+++ EXTRACTED INFORMATION

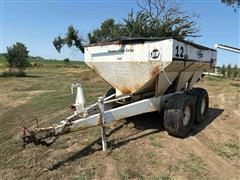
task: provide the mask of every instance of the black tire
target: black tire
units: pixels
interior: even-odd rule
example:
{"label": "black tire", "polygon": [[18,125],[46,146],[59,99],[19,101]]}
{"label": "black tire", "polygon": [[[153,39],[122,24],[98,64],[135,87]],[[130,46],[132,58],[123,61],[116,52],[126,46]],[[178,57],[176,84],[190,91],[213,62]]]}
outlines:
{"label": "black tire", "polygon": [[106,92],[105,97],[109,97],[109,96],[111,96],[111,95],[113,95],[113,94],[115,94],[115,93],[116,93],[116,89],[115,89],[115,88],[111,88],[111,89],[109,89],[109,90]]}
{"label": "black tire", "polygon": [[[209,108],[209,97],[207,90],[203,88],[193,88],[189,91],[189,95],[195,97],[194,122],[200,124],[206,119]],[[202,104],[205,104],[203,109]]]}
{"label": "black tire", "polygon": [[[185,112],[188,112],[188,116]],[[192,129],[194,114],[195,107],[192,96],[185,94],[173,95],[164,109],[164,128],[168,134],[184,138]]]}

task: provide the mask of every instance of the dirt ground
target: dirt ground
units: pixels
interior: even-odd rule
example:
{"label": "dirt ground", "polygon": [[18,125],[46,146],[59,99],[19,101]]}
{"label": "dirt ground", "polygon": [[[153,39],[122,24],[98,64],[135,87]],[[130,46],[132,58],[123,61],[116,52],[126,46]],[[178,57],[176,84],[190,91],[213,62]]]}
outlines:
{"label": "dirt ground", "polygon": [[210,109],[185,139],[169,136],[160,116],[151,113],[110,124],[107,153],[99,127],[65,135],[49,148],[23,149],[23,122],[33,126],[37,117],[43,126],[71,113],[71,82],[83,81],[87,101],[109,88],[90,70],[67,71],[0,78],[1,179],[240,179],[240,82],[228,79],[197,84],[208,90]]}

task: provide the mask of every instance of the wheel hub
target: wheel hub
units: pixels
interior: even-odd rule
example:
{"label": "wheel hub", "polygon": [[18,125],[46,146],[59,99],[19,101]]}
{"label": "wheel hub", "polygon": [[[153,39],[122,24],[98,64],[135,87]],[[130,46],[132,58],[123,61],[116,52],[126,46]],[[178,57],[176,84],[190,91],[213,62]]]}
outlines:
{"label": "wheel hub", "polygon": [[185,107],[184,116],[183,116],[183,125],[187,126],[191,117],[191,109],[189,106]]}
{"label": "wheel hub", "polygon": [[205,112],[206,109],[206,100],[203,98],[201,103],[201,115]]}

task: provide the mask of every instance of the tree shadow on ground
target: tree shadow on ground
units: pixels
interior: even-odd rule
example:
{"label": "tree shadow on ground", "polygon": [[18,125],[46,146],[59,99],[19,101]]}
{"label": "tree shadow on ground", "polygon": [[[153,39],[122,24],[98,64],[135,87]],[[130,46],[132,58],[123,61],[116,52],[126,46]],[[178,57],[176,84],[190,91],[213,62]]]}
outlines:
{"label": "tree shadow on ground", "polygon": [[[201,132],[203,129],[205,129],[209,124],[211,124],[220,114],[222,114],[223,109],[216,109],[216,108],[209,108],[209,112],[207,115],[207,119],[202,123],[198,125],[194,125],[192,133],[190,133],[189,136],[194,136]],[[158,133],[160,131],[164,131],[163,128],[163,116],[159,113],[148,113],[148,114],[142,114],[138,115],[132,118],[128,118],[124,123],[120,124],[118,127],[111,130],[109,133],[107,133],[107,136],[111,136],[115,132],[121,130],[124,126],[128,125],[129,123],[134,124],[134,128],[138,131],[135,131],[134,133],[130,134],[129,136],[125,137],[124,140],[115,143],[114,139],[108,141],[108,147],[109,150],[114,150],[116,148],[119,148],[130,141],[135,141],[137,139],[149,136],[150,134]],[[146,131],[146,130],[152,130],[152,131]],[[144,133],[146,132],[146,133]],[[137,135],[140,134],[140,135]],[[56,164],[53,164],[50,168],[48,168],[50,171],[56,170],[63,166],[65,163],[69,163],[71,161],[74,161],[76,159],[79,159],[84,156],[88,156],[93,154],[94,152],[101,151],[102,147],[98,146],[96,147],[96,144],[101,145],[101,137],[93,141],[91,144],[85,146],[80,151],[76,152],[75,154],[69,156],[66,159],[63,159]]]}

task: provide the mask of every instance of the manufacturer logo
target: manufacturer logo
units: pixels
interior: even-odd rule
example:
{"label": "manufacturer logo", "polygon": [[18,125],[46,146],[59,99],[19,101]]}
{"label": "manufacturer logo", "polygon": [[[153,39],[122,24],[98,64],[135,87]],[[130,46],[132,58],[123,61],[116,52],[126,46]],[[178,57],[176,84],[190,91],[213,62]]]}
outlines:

++++++

* [SHORT TASK]
Count the lines above that contain the word "every", and give only the number.

* [SOLUTION BELOW]
5